■ RECORD LIST:
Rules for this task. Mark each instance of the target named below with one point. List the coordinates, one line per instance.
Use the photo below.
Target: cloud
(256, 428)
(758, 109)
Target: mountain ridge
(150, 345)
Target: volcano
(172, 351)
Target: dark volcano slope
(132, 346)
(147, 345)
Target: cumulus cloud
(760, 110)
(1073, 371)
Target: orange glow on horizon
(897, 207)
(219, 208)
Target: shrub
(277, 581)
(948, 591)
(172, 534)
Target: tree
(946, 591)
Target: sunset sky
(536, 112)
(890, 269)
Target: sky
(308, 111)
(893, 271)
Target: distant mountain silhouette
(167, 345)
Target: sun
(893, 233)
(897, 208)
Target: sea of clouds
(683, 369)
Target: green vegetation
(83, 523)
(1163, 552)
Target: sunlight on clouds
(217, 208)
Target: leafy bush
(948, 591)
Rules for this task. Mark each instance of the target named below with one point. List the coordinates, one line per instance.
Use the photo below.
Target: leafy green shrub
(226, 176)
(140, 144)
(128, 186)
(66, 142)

* * *

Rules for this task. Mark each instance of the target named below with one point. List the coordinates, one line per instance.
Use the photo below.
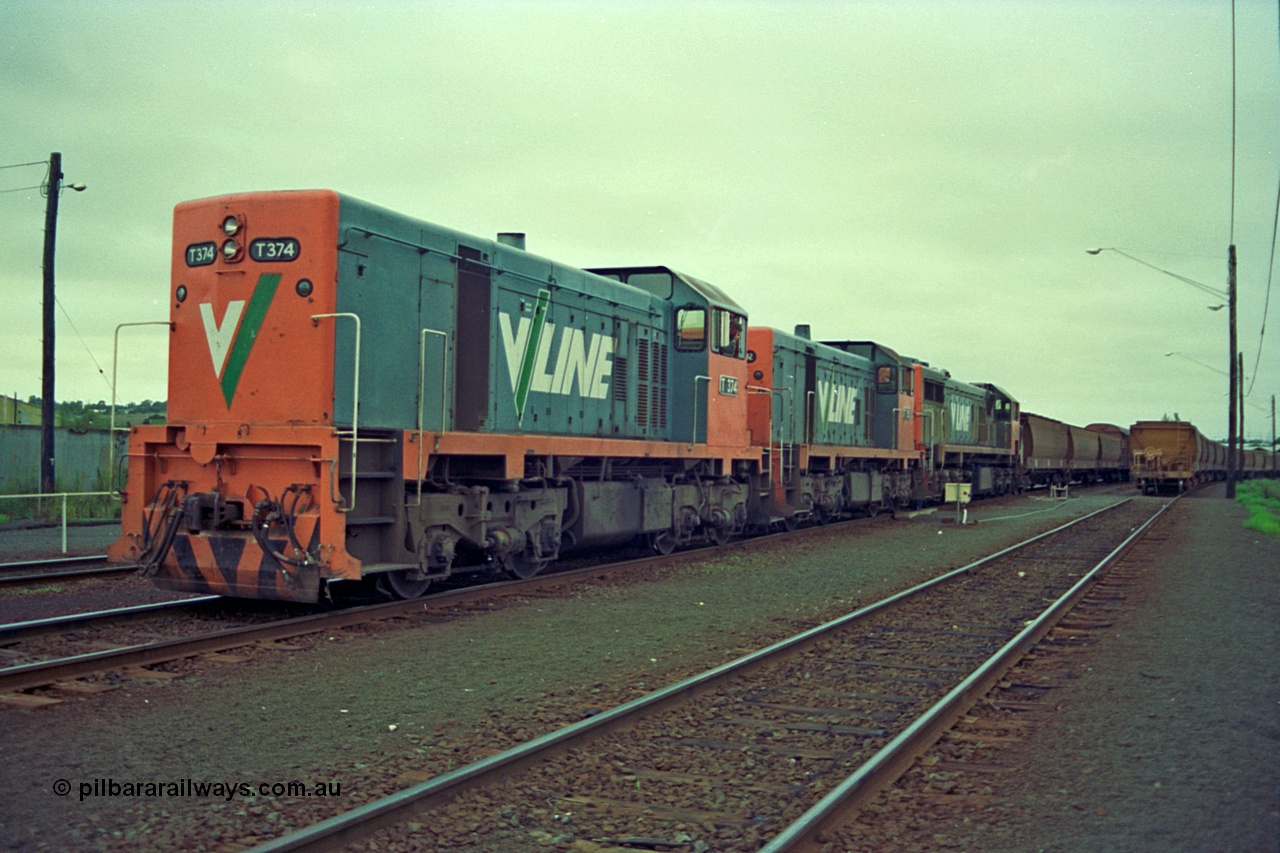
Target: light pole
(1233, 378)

■ WHAT IS BEING ASKED:
Copy out every line of the listing above that contains the word "shrub".

■ ANSWER BELOW:
Target: shrub
Target: leafy green shrub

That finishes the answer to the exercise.